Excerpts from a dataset
↓↓↓

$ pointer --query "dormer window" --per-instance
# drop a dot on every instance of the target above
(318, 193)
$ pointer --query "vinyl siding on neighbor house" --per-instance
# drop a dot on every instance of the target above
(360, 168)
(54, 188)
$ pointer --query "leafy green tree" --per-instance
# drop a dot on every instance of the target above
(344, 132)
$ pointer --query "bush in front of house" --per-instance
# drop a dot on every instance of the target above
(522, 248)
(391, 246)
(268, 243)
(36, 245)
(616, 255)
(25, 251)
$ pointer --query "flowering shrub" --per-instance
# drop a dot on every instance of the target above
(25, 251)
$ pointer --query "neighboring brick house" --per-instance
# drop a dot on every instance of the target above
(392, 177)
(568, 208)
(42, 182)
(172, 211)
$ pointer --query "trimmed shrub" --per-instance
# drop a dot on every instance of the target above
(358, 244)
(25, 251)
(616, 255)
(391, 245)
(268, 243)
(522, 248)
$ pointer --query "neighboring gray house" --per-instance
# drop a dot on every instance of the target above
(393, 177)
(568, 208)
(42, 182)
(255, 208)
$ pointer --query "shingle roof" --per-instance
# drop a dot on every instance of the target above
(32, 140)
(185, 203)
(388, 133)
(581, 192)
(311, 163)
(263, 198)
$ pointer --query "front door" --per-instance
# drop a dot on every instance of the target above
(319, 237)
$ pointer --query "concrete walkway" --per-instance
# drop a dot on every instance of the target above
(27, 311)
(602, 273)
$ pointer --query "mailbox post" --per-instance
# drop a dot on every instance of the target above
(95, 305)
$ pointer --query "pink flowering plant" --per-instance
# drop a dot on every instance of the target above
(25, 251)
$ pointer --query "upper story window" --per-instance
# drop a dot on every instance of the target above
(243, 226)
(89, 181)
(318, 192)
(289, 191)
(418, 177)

↑↑↑

§ EXERCISE OBJECTIVE
Repeat the data word for word. Leave nothing out.

§ ANSWER TO THIS TASK
$ pointer --query "dormer window" --per-instance
# drop a dot on every instance of the target above
(318, 193)
$ pointer --query "vinyl siding on neighbor house" --per-instance
# drop a dot on every instance of the target above
(360, 168)
(54, 188)
$ pointer --query "leafy green tree" --per-instance
# drop a dot on every instance of the target above
(344, 132)
$ pointer --query "bush in front of house" --per-instance
# drop a dot on every instance of the target above
(522, 248)
(391, 246)
(268, 243)
(36, 245)
(616, 255)
(25, 251)
$ pointer --query "flowering shrub" --per-instance
# drop a dot on every instance of the target above
(25, 251)
$ pointer --query "neighboring brick house" --per-instance
# drop a dot on every instance of the target above
(392, 177)
(568, 208)
(42, 182)
(172, 211)
$ pointer --query "trimmed shrub" --per-instance
# drop a dot on every instance of the target above
(358, 244)
(25, 251)
(616, 255)
(391, 245)
(268, 243)
(522, 248)
$ pointer --query "neighboring gray house" --per-instance
# drop a dot on every instance of the target above
(393, 177)
(568, 208)
(42, 182)
(255, 208)
$ pointer --query "shingle roof" --per-instance
# drop a dot on every instance of the target above
(32, 140)
(185, 203)
(388, 133)
(581, 192)
(311, 163)
(263, 198)
$ pointer --query "front door" --per-instance
# drop a dot on every instance of the target above
(319, 237)
$ pointer --query "concrete walkway" --per-instance
# drop a dot on every instance of the target above
(27, 311)
(602, 273)
$ pointer --query "mailbox post" --per-instance
# drop a dot on every instance of the target above
(95, 305)
$ pointer --query "pink flowering plant" --per-instance
# drop a dot on every instance of the target above
(25, 251)
$ pointer --query "upper story window" --per-instance
# drop a dot on every instance of the target above
(243, 226)
(89, 181)
(318, 192)
(289, 191)
(418, 177)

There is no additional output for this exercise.